[Object pointing dataset rows]
— START —
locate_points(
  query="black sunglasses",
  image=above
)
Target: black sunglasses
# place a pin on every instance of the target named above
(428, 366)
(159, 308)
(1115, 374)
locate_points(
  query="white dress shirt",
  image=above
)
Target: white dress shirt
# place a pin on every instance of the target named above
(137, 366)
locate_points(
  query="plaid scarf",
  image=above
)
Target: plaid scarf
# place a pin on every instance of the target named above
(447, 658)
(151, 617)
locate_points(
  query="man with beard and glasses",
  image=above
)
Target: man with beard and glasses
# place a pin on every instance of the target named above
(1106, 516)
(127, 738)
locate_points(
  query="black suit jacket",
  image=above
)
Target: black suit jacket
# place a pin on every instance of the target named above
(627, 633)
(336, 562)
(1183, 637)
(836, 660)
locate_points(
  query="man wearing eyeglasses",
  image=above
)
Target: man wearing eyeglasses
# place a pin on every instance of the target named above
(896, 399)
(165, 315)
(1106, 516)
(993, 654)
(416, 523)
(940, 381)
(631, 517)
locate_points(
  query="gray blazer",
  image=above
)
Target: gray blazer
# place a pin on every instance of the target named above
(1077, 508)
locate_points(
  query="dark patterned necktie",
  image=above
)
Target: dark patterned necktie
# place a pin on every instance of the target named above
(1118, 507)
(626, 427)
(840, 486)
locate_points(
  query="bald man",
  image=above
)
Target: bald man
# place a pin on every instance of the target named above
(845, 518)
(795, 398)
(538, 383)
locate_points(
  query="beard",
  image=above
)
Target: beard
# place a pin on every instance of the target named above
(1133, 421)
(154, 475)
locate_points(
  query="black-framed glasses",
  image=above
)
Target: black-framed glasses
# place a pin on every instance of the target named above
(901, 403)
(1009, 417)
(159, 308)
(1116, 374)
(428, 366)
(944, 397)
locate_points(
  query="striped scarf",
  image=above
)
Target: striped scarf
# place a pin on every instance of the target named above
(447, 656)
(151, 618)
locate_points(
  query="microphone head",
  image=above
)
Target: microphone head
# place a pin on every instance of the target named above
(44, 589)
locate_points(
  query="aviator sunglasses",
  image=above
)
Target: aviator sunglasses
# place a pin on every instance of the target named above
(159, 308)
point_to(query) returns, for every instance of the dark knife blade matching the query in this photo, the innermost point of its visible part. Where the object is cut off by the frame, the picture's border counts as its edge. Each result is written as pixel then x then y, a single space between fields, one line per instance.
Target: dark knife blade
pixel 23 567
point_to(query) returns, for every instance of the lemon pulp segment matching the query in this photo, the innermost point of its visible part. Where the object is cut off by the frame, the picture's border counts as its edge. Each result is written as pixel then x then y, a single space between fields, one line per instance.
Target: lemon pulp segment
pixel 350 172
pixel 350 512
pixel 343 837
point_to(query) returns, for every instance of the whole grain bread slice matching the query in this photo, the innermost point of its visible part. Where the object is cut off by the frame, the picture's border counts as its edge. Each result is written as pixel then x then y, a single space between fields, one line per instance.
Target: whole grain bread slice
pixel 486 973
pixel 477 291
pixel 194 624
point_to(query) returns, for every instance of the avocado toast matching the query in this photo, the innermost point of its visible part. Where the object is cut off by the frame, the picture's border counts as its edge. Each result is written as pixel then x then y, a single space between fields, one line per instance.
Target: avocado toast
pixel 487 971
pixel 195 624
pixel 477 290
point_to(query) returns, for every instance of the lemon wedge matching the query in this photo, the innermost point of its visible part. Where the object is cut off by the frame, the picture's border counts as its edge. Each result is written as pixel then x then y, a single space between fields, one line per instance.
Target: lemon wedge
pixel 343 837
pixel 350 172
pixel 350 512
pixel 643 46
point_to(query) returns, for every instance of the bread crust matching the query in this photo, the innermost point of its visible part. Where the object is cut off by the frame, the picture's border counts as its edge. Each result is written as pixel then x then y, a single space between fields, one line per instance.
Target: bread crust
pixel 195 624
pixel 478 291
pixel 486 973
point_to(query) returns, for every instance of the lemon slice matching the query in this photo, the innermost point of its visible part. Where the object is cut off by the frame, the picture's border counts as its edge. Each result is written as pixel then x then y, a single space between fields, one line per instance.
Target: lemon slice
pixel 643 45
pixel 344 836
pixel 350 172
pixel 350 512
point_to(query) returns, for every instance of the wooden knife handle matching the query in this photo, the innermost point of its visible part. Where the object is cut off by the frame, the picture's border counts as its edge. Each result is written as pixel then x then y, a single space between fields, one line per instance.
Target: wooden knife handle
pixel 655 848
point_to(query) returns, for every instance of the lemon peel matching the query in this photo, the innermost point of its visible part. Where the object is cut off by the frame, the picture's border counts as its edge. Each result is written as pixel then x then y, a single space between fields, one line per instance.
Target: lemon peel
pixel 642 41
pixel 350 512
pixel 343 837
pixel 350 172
— END —
- WORK REQUIRED -
Extract the listing in its entirety, matching it exactly.

- SOLUTION FOR THIS PROBLEM -
locate_points(
  query="black sunglasses",
  image=above
)
Target: black sunglasses
# place a pin on every instance of the target named above
(428, 366)
(159, 308)
(1115, 374)
locate_points(
  query="white dress shirt",
  image=above
)
Target: white dress shirt
# place a pin on every instance of the target named above
(137, 366)
locate_points(
  query="plaid scarf",
  image=above
)
Target: plaid scarf
# place a pin on every instance of the target named above
(447, 658)
(151, 617)
locate_points(
  query="man with beard and glasses",
  image=above
)
Target: man with beard and glasses
# place a pin on every instance of the target named above
(1106, 516)
(127, 738)
locate_points(
  query="black suit jacket",
  image=above
)
Target: black suit jacket
# place a pin on every instance of the target named above
(627, 633)
(336, 562)
(1183, 637)
(836, 660)
locate_points(
  query="man wearing eyeglasses",
  image=above
)
Target: man wearing eyeglasses
# place a pin on every instance of the target named above
(896, 399)
(165, 315)
(1106, 516)
(993, 654)
(416, 523)
(940, 381)
(631, 517)
locate_points(
  query="gray blazer",
  image=above
)
Target: gray blazer
# place a pin on every instance of the target named above
(1077, 508)
locate_points(
  query="dark patterned necktie",
  image=above
)
Target: dark patterned necktie
# place a pin on every instance of the target named above
(1118, 507)
(626, 427)
(840, 486)
locate_points(
  query="bald man",
  image=above
)
Target: bald man
# place a pin on every instance of the target named above
(845, 518)
(795, 398)
(538, 383)
locate_points(
  query="beard",
  image=above
)
Target: beard
# place a pin on every instance of the target named above
(1133, 421)
(154, 475)
locate_points(
  query="black-framed glasses",
  image=above
)
Target: black-framed glasses
# place a pin on every instance of the target named above
(901, 403)
(1009, 417)
(159, 308)
(1116, 374)
(428, 366)
(944, 397)
locate_points(
  query="striped scarf",
  image=above
)
Target: striped scarf
# place a pin on every instance of the target named above
(447, 656)
(151, 618)
locate_points(
  query="microphone head",
  image=above
)
Target: microphone head
# place a pin on every instance of the target named above
(44, 589)
locate_points(
  query="aviator sunglasses",
  image=above
)
Target: aviator sunglasses
# place a pin on every instance of the target named above
(159, 308)
point_to(query) returns, for every instance of the dark knife blade matching the query in this photo, the innermost point of its visible part. Where the object is cut off by the frame, the picture's border counts as its edge. Each result is written as pixel then x then y, a single space between fields, one line per instance.
Target: dark knife blade
pixel 23 567
point_to(query) returns, for every instance of the lemon pulp segment matching the query in this photo, the innermost point of its visible part. Where the object is cut off by the frame, the picture's border counts as its edge. Each result is written as pixel then x then y, a single space between fields, one line per instance.
Target: lemon pulp segment
pixel 350 172
pixel 350 512
pixel 343 837
point_to(query) returns, for every instance of the whole grain bread slice matching the query in this photo, the innermost point of its visible part. Where the object is cut off by the frame, the picture's border counts as its edge. Each result is written as pixel then x then y, a single space between fields, one line per instance.
Target: whole grain bread slice
pixel 486 973
pixel 477 291
pixel 194 624
point_to(query) returns, for every instance of the avocado toast matching the query in this photo, the innermost point of its visible part. Where the object is cut off by the frame, the picture's border counts as its edge. Each result is written as pixel then x then y, a single space between fields, one line per instance.
Target: avocado toast
pixel 487 971
pixel 195 624
pixel 477 290
point_to(query) returns, for every instance of the lemon wedge matching the query in this photo, the innermost point of its visible part. Where the object is cut off by the frame, the picture's border counts as its edge. Each result is written as pixel then x then y, a single space between fields, one line per instance.
Target: lemon wedge
pixel 343 837
pixel 350 172
pixel 350 512
pixel 643 46
point_to(query) returns, for every instance of the bread crust matching the query in this photo, the innermost point of its visible part. Where the object is cut off by the frame, the picture's border counts as its edge. Each result is written as pixel then x then y, a single space between fields, one line per instance.
Target: bread crust
pixel 195 624
pixel 478 291
pixel 486 973
point_to(query) returns, for every instance of the lemon slice matching the query in this photo, the innermost point of its visible part. Where the object is cut off by the frame, the picture's border counts as its edge. Each result is written as pixel then x then y, a single space between fields, one line per instance.
Target: lemon slice
pixel 643 45
pixel 344 836
pixel 350 172
pixel 350 512
point_to(query) returns, for every instance of the wooden knife handle matching the query in this photo, the innermost point of its visible part. Where the object is cut off by the frame, the picture's border counts as its edge. Each result is written as pixel then x then y, a single space between fields, one line per instance.
Target: wooden knife handle
pixel 655 848
point_to(query) returns, for every instance of the lemon peel matching the query in this photo, the innermost point of its visible part. Where the object is cut off by the frame, the picture's border counts as its edge. Each result is written as pixel then x then y, a single space between fields, one line per instance.
Target: lemon peel
pixel 642 41
pixel 350 512
pixel 343 837
pixel 350 172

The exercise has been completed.